Text provided
>> begin

When asked about my experience with the active shooter scare last Saturday, I compress it into a few sentences: My roommate and I were in the Diag for the vigil. We got separated and had no way of contacting one another. We both spent two hours wondering if the other had been shot. But it was more than that truncation. It was realer than those few clauses suggest. So here, I retell our story:
For 40 minutes, we mourn. My roommate and I meet each other in the Diag to attend the vigil in honor of the men, women and children who were killed at the Al Noor Mosque and Linwood Islamic Center in Christchurch, New Zealand. Some of us hold hands, many hold back tears and speakers much braver than I am choke over the names of people killed in the past decade by white supremacist terrorism. We bow our heads. We witness cries of terrible grief and cries of rallying, unbelievable power. We are together.
In a split second, we are driven apart. It appears as though panic travels in a wave, bodies farthest from me remaining upright, fleeing, and bodies closer to me ducking, hitting the ground, both willfully and unwillfully. I process this wave, this relative motion, because at first I do not move. Later, I will question my reflexes in this moment. While actual seconds lapsed before I responded to the imperative run, it took no time at all for me to accept that it was happening, that we were under attack. To think, yes, of course it would happen right now. We have been waiting our turn. To rationalize, yes, of course it would be here. They would target us for mourning. They would kill us for demanding memory, demanding action, demanding a world without massacre.
When I do finally manage to run, I fall, too. As I stand back up after collapsing, I realize I do not know where my roommate who I came with, mourned with, is. I look around. How could so many people vanish? Why did they tell us to run toward Mason Hall and then away? Why didn’t I grab her hand, why didn’t I grab her hand, why didn’t I grab her hand …
I return to the Diag. People seize the microphone — used minutes earlier to eulogize, to give speeches, to deliver poems — and initiate searches for people who got lost in the chaos. One of the brave students who voiced one of the mournful, rallying cries asks me if I’ve seen a little boy with a camouflage jacket. Later that week, I will see this same student walking to a classroom in Mason. I will stop and try not to stare at him, at this person who had no concern for himself, concerned himself solely with the recovery of a stranger’s child. All I can croak out to him in the moment is a sorrowful “No.”

>> end

Dataset extract
>> begin

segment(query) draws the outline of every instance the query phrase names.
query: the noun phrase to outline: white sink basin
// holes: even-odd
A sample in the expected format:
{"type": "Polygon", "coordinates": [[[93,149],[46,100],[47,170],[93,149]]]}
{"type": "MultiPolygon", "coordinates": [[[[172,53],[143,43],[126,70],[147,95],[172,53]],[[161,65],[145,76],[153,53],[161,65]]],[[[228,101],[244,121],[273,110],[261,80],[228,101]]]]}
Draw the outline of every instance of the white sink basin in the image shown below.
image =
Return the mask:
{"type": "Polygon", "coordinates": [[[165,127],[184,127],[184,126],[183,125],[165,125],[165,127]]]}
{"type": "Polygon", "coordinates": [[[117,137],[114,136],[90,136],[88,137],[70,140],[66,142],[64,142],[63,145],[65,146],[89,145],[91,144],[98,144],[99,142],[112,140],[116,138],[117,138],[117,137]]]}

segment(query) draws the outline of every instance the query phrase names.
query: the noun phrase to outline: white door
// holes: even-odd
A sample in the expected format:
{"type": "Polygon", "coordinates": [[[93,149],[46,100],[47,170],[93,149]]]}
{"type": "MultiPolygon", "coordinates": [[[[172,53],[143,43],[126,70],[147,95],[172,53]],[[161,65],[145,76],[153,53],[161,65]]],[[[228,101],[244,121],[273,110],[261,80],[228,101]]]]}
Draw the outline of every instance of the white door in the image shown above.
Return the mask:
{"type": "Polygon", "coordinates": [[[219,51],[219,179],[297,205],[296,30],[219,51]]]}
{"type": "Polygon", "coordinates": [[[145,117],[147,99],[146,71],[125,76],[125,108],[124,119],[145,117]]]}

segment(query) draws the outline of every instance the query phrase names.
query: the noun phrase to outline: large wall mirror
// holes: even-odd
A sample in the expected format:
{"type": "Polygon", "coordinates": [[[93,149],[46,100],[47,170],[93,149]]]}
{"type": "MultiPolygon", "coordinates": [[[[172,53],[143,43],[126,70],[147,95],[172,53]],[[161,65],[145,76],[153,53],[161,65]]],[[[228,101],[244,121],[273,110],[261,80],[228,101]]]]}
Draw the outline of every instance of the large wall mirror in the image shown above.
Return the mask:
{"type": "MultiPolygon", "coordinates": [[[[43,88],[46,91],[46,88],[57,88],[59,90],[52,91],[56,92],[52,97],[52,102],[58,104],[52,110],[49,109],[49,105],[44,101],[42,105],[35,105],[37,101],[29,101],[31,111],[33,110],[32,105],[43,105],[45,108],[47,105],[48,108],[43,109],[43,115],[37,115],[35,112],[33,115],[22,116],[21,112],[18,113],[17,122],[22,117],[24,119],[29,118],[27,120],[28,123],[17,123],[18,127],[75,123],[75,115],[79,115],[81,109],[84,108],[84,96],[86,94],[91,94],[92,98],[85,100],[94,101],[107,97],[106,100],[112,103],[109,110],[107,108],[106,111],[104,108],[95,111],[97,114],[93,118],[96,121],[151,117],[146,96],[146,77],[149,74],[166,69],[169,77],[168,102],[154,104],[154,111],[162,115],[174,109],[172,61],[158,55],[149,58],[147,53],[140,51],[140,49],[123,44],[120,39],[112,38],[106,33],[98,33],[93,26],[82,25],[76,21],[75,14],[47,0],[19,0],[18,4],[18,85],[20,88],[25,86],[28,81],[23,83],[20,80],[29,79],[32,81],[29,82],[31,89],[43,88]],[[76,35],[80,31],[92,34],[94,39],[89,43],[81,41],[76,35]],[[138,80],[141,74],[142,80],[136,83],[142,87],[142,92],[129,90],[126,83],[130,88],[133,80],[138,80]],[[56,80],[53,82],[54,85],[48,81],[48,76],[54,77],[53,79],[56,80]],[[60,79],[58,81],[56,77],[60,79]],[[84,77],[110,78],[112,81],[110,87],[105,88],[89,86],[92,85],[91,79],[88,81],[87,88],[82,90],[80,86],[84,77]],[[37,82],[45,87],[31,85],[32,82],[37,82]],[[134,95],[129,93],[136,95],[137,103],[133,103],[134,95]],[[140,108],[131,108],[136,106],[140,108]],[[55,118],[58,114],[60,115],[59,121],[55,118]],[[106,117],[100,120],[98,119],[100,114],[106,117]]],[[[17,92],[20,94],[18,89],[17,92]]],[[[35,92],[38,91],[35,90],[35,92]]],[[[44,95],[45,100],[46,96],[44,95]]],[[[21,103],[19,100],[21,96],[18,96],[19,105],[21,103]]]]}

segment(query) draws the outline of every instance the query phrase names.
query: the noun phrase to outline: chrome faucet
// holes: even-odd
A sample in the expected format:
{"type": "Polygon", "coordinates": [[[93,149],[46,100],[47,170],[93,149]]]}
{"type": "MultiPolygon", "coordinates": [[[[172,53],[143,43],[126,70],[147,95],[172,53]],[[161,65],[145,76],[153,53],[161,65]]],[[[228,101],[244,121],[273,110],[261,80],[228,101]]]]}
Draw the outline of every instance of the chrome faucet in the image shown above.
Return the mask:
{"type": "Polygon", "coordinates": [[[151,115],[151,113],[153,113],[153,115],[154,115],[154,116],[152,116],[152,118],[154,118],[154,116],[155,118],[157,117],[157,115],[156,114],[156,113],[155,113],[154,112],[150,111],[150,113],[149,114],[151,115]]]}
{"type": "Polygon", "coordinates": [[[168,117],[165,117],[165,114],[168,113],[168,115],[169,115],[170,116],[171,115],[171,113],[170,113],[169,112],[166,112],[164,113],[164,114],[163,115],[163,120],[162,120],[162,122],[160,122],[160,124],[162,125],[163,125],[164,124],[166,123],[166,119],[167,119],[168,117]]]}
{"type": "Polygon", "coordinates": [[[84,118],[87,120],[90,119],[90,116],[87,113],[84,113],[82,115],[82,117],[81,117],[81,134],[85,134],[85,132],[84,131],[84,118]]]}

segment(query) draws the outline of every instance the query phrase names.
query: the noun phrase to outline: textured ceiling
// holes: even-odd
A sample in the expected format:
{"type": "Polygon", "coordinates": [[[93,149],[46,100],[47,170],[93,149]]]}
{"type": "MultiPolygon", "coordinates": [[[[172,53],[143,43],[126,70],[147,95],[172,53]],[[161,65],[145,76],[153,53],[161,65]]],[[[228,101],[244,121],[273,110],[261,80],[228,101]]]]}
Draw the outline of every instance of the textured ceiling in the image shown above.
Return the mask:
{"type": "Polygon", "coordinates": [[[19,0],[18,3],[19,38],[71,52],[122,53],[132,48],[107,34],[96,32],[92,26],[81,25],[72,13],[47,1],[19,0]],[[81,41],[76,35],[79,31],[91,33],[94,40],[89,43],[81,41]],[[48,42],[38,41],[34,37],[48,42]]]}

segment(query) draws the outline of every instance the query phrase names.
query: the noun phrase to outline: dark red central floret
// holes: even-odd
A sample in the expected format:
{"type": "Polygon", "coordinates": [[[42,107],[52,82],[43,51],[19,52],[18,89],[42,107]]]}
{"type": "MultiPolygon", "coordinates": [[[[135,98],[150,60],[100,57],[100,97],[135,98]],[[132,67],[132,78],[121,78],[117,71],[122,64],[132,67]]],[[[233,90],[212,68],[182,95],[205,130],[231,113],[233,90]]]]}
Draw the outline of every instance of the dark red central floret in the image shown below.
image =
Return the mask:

>> end

Stated problem A
Summarize the vigil account in two sentences.
Stated problem B
Reproduce the vigil account word for word, starting at "In a split second, we" and ending at "world without massacre.".

Result A
During a Diag vigil for those killed at the Al Noor Mosque and Linwood Islamic Center in Christchurch, New Zealand, panic spread through the crowd, and the narrator and a roommate were separated, each spending two hours wondering whether the other had been shot. After falling while trying to run, the narrator returned to the Diag, where people took the microphone to search for those lost in the chaos and a student asked about a missing little boy in a camouflage jacket.

Result B
In a split second, we are driven apart. It appears as though panic travels in a wave, bodies farthest from me remaining upright, fleeing, and bodies closer to me ducking, hitting the ground, both willfully and unwillfully. I process this wave, this relative motion, because at first I do not move. Later, I will question my reflexes in this moment. While actual seconds lapsed before I responded to the imperative run, it took no time at all for me to accept that it was happening, that we were under attack. To think, yes, of course it would happen right now. We have been waiting our turn. To rationalize, yes, of course it would be here. They would target us for mourning. They would kill us for demanding memory, demanding action, demanding a world without massacre.